-- Text shown --

__________

Well, that was crap. I could dwell on the tedious pace, the early tip that the "deaths" weren't because the BBC wouldn't have a main character so carelessly kill someone, the inclusion of a Tragic Moppet (with bonus Paternal Disillusion Add-On!), the lack of anyone to give a rat's ass about, the Doctor announcing that the TARDIS was headed for parts unknown and therefore exiting it, leaving it unretrievable, rather than staying in it until it settled down (since that would be, you know, logical and IT'S THE TARDIS AND THEY'RE STRANDED ON A BECALMED 17th (?) CENTURY SHIP WTF), the mysteriously disappearing Last Nameless Crewman, the Doctor's completely logic-free decision to switch tracks and court the Siren (because they would never kill off the Tragic Moppet in a meaningless death and they can't even be forthright about that), the recycling of the Chula nanogene gimmick with a thin covering of imagery stolen from Robin Cook's "Coma", the Doctor speaking of "our" planet for no discernible reason, the set-your-watch death of Kenny Rory, Amy's "pathetic even for TV" CPR, Amy's giving up quickly when Rory specifically trusted that was the one thing she would not do while the Doctor sat around completely uselessly, the extended "tragic" period in which Rory just lay there losing brain cells, the TARDIS's apparent complete lack of stasis fields (shouldn't have left the Siren's care, should you?) or for that matter any medical equipment possibly including sticking plasters even though it has a magical supposed pregnancy detector, Rory's random magical resurrection to the Shmaltzy Overpowering Soundtrack of Sap, the blatant attempt to manipulate the audience's emotions with that sequence, the utter failure of that sequence to summon a single emotion rather than annoyance, or even the Doctor suddenly using "virus" and "bacteria" interchangeably because it's so in-character for him not to know the difference, but ... meh. This one found the strange intersection between dull and annoying.

ETA: Actually, that last item might be an artifact of Eleven's speech patterns rather than his truly using them interchangeably; I certainly don't care to watch again to check. But I left out the whole "your modern Western Earth wedding ring will naturally convey to this unknown alien automated quasi-holographic system that you have a heterosexual pair-bond with her patient and are therefore not a threat" nonsense! Why oh why do people write science fiction if they can't be bothered to follow through with the implications of the elements they introduce? It's like this whole season is a showcase for privilege-and-centrism fail. Bah.

__________

-- Supplied material --
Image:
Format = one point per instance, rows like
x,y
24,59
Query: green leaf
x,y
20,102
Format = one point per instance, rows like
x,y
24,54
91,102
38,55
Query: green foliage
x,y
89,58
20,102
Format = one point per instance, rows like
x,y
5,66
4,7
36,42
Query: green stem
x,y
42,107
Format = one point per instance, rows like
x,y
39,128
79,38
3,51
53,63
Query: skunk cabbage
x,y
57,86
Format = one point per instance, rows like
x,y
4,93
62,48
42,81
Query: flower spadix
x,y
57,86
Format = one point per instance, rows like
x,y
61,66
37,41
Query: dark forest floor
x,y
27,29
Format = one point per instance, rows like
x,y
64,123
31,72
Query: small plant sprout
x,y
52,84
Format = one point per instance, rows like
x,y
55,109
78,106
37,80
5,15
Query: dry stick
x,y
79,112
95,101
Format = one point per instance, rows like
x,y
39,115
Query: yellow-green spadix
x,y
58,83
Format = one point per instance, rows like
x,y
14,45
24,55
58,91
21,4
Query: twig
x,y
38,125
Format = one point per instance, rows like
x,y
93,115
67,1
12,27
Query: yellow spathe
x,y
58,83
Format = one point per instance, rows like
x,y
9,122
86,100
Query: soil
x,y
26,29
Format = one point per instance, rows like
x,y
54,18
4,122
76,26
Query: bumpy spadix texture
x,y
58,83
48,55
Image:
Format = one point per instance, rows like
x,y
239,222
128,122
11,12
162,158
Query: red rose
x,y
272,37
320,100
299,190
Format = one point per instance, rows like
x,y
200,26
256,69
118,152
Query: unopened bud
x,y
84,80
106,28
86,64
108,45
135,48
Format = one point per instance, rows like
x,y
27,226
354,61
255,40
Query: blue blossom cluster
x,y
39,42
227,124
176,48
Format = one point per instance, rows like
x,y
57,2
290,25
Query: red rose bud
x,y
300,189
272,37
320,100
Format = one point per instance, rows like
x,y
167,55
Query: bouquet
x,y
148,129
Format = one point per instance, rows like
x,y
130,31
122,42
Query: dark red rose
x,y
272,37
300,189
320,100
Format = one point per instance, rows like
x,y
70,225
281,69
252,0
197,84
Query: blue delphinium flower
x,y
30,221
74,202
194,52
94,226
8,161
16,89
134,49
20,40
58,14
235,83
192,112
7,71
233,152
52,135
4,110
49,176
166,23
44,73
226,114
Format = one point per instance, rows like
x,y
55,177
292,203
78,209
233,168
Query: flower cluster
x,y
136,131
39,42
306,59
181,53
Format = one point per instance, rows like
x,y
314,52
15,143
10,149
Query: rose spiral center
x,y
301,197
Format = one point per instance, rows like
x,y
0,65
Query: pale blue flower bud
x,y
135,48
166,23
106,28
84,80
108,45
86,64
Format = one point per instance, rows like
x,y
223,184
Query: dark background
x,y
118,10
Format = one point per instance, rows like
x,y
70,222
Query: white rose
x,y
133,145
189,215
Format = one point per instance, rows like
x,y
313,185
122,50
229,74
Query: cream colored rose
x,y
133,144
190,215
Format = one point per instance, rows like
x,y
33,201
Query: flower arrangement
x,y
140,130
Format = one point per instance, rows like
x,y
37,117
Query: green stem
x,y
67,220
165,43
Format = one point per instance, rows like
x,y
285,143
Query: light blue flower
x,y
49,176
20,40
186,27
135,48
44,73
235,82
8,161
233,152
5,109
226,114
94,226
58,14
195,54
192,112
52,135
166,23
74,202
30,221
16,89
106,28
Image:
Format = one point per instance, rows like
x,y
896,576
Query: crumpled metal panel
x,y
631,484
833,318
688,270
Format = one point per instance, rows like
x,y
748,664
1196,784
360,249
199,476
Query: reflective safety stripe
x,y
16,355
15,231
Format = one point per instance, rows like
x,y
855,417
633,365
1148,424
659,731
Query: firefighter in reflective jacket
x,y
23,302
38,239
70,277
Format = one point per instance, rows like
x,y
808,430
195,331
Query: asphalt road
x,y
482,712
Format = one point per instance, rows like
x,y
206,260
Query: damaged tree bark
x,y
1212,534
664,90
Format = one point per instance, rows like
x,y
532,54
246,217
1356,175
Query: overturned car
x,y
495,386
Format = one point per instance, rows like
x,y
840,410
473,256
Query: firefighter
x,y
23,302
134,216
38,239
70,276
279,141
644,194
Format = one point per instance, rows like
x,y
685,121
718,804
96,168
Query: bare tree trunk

__________

-- Problems and tasks --
1. From the Doctor Who review, transcribe the passage between "ETA: Actually, that" and "privilege-and-centrism fail. Bah.", inclusive.
2. According to the Doctor Who review, what device does the TARDIS have even though it apparently lacks stasis fields and medical equipment?
3. Decide whether each statement agrees with the Doctor Who review, answering yes or no and quoting the deciding words:
(a) The reviewer intends to watch the episode again to check how Eleven uses "virus" and "bacteria."
(b) The review says the nanogene gimmick was covered with imagery taken from Robin Cook's "Coma."
(c) The review places the episode at an intersection between dull and annoying.

-- Written answers --
1.
ETA: Actually, that last item might be an artifact of Eleven's speech patterns rather than his truly using them interchangeably; I certainly don't care to watch again to check. But I left out the whole "your modern Western Earth wedding ring will naturally convey to this unknown alien automated quasi-holographic system that you have a heterosexual pair-bond with her patient and are therefore not a threat" nonsense! Why oh why do people write science fiction if they can't be bothered to follow through with the implications of the elements they introduce? It's like this whole season is a showcase for privilege-and-centrism fail. Bah.

2. A magical supposed pregnancy detector.

3.
(a) No: "I certainly don't care to watch again to check."
(b) Yes: "a thin covering of imagery stolen from Robin Cook's"
(c) Yes: "This one found the strange intersection between dull and annoying."